++++ The data ++++

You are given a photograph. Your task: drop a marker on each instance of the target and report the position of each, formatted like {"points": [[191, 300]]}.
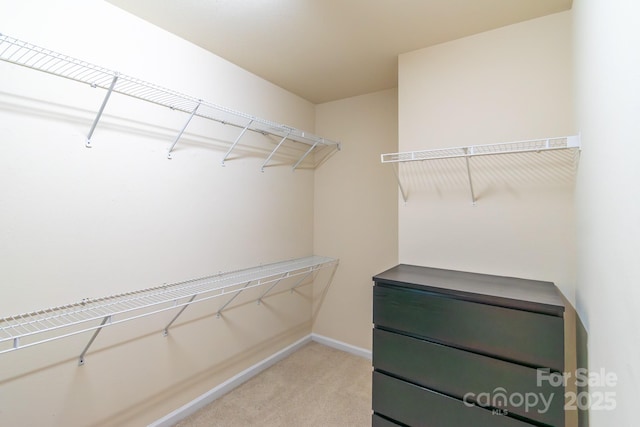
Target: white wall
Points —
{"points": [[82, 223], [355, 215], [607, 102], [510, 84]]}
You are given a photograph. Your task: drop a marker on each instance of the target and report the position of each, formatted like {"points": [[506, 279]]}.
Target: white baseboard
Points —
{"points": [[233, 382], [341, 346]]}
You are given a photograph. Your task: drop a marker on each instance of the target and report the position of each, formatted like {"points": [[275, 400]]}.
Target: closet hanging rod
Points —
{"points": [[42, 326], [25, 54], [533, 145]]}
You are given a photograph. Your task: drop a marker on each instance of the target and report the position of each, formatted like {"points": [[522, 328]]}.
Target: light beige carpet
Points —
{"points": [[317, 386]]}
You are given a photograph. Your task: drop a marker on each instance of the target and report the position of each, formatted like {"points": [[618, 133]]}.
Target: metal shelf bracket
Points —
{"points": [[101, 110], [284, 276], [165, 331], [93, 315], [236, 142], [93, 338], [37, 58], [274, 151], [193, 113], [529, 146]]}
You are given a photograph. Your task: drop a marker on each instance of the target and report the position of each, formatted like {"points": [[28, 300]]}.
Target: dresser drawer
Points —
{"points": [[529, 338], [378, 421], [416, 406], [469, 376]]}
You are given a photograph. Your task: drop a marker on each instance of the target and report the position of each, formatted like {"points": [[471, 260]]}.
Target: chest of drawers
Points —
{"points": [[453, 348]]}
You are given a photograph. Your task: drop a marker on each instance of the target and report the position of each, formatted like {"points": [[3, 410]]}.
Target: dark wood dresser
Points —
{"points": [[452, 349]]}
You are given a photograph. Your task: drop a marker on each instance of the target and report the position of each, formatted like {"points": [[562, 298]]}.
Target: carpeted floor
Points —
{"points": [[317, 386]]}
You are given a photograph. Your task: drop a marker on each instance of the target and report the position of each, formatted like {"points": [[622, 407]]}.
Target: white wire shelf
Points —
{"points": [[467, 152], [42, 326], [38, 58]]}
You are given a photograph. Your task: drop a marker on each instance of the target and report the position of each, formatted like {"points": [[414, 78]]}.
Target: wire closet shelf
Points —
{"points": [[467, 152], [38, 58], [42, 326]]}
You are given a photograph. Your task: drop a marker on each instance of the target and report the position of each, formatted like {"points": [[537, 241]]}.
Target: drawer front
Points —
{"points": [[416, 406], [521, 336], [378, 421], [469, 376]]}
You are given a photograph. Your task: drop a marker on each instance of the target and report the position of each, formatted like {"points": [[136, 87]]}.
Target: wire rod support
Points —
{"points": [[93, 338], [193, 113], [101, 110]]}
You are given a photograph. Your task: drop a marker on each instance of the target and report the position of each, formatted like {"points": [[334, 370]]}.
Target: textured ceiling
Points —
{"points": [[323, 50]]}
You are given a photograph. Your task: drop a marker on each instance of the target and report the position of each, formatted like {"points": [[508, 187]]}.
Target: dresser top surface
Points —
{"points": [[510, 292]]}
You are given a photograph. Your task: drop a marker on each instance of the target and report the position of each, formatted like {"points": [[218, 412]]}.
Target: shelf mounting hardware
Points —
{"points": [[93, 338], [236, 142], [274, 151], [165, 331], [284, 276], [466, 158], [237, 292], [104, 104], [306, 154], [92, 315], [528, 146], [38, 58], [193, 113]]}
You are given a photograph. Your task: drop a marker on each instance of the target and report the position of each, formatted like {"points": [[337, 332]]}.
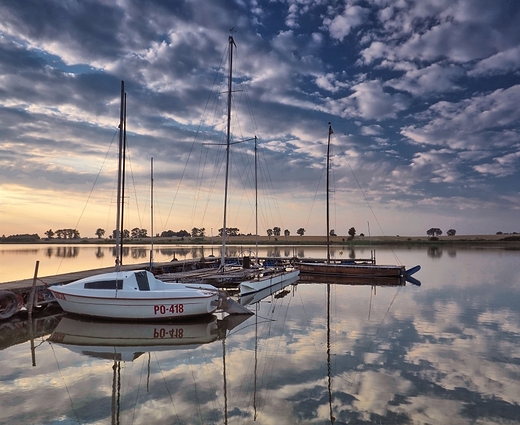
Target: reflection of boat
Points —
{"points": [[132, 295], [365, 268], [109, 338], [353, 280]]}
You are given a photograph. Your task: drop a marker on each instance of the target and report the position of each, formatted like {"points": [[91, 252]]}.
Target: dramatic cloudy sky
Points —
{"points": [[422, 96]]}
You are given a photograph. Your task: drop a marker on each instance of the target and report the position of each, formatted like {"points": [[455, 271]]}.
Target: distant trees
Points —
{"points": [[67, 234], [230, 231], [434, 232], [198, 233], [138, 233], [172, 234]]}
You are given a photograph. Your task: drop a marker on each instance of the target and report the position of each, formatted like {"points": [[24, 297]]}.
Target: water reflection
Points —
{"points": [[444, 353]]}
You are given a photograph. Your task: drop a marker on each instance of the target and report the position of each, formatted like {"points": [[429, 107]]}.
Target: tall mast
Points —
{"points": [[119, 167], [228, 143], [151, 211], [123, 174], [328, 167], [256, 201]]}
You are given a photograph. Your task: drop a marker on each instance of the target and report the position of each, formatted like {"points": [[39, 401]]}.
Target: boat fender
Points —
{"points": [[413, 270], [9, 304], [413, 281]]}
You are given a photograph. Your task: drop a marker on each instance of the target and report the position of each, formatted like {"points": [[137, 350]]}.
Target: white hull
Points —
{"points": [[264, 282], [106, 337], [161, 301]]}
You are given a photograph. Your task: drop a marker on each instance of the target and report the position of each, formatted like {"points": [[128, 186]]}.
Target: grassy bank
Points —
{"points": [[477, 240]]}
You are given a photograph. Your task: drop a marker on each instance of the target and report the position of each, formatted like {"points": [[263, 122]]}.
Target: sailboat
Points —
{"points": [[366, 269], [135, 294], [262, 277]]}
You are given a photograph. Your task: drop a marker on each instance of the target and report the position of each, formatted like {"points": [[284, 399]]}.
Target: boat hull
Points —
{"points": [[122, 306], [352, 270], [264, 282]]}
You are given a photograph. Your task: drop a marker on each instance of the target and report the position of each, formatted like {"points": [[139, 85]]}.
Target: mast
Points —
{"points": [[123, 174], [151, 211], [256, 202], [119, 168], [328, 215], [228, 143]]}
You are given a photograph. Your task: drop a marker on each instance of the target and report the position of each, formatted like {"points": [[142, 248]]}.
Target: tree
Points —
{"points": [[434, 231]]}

++++

Set down the complete material exactly, but do not include the images.

You are given a photograph. Your task: drop a marker on each instance of the target and report the position of each, formatted like {"points": [[191, 300]]}.
Target: white wall
Points —
{"points": [[82, 223], [355, 215], [607, 102], [510, 84]]}
You are given a photograph. Your task: drop a marker on each instance of the target and report the position of each, formatted like {"points": [[506, 279]]}.
Target: white baseboard
Points —
{"points": [[233, 382], [341, 346]]}
You are given a photograph. Your task: drop a marker on each instance of the target and report the position of each, formatted like {"points": [[275, 400]]}.
Target: closet hanging rod
Points —
{"points": [[42, 326], [25, 54], [533, 145]]}
You are given a photograph. Your task: drop a marker on each instance of the target and report the position of each, formatted like {"points": [[522, 328]]}.
Target: light beige carpet
Points —
{"points": [[317, 386]]}
You are given a photograph. Your task: drop a marker on each instance of the target and report the position of each, formatted like {"points": [[618, 133]]}.
Target: metal shelf bracket
Points —
{"points": [[101, 110], [284, 276], [165, 331], [93, 315], [236, 142], [93, 338], [37, 58], [274, 151], [193, 113], [529, 146]]}
You are given a photograph. Your task: drop a marker on each instance of the target and report the position of each, formatted like {"points": [[28, 300]]}.
Target: dresser drawer
Points —
{"points": [[529, 338], [378, 421], [416, 406], [469, 376]]}
You are given a photograph. Your task: drop a marker on each instance of the target and report the position of each, formatted like {"points": [[471, 260]]}.
Target: chest of drawers
Points —
{"points": [[453, 348]]}
You are given a photograph. Your task: drop a marker on each instance of the target and report the position of each, formatted like {"points": [[3, 410]]}.
Target: dark wood dresser
Points —
{"points": [[452, 349]]}
You are given a photograph. Your task: drop a marker on each instance of the target and report the position of each, formatted like {"points": [[562, 298]]}.
Target: carpeted floor
Points —
{"points": [[317, 386]]}
You are given a photograph. Your task: drop a marker on each instance of the target and report the position of each, formatted like {"points": [[622, 407]]}.
Target: white wire shelf
Points —
{"points": [[467, 152], [42, 326], [38, 58]]}
You are given a photograph. Your task: drop a marker on each instance of the target and report the position of each, formatted like {"points": [[414, 78]]}.
Target: wire closet shelf
Points —
{"points": [[467, 152], [38, 58], [42, 326]]}
You are given a photograph. Your task: drop a marker on each instance of the target and report the position of each, formatted like {"points": [[537, 241]]}.
Target: drawer front
Points —
{"points": [[416, 406], [521, 336], [378, 421], [469, 376]]}
You are given a photograph. Your task: drop a marker on each instance of the target and report the position of each, formatted like {"points": [[136, 87]]}.
Target: wire rod support
Points —
{"points": [[93, 338], [193, 113], [101, 110]]}
You are given a photograph. Your task: drop a marker on each instance of the target and report the position of each, formatted like {"points": [[334, 370]]}.
Target: textured ceiling
Points —
{"points": [[323, 50]]}
You are given a photograph. Your task: drop a marker on each instance of the target and report the position of each, formatted like {"points": [[508, 187]]}.
Target: dresser top surface
Points —
{"points": [[510, 292]]}
You are given a photograph. Your task: drop a marker on each instance of the target and report the position of each, formatted like {"points": [[218, 412]]}.
Target: shelf mounting hardware
Points —
{"points": [[93, 338], [236, 142], [274, 151], [165, 331], [284, 276], [466, 158], [237, 292], [104, 104], [306, 154], [92, 315], [528, 146], [38, 58], [193, 113]]}
You are given a photograph. Your task: drop a marker on each instance of the target and report the position of each, formatted like {"points": [[337, 332]]}.
Target: reflection of boat
Points —
{"points": [[132, 295], [365, 268], [109, 338], [353, 280]]}
You are given a photograph. Your task: drop a marker on each instance of the target and report the position of each, formatted like {"points": [[91, 252]]}.
Target: dramatic cloudy sky
Points —
{"points": [[422, 96]]}
You are given a photograph. Your task: drop a marker on each instance of the target and report the position of each, formatted like {"points": [[455, 271]]}.
Target: distant trees
Points —
{"points": [[67, 234], [230, 231], [434, 232], [198, 233], [138, 233], [172, 234]]}
You are given a photograph. Your task: drop a marker on each instance of the target and report the position of each, formatted like {"points": [[24, 297]]}.
Target: water reflection
Points —
{"points": [[444, 353]]}
You are given a photograph. Your task: drop a marker on each instance of the target and report the position of each, formatted like {"points": [[429, 107]]}.
Target: tall mast
Points —
{"points": [[119, 167], [228, 143], [151, 211], [123, 174], [328, 167], [256, 201]]}
You are given a photograph. Your task: drop a marker on each instance of the target and report the position of each, formatted like {"points": [[39, 401]]}.
Target: boat fender
Points —
{"points": [[413, 270], [9, 304], [413, 281]]}
You are given a photograph. Your task: drop a marker on each instance of the target and report the position of each, formatted like {"points": [[137, 350]]}.
Target: white hull
Points —
{"points": [[264, 282], [106, 337], [161, 301]]}
You are given a photograph. Your task: drop a marker on each instance of the target and report the position of each, formatted like {"points": [[128, 186]]}.
Target: grassy bank
Points —
{"points": [[477, 240]]}
You are given a photograph. Your task: drop a marker on each instance of the target and report the position of each, formatted like {"points": [[263, 122]]}.
Target: sailboat
Points —
{"points": [[366, 269], [135, 294], [262, 277]]}
You are given a photograph. Your task: drop a marker on each instance of the target and report the position of each, formatted like {"points": [[284, 399]]}.
Target: boat hull
Points —
{"points": [[122, 306], [352, 270], [264, 282]]}
You are given a photograph. Your task: drop a marker on each instance of the target and report the position of each, formatted like {"points": [[139, 85]]}.
Target: mast
Points —
{"points": [[123, 174], [151, 211], [256, 202], [119, 168], [328, 215], [228, 143]]}
You are given a photograph. Your task: drop a marker on each instance of the target and report the position of each, formatted like {"points": [[142, 248]]}.
Target: tree
Points —
{"points": [[434, 231]]}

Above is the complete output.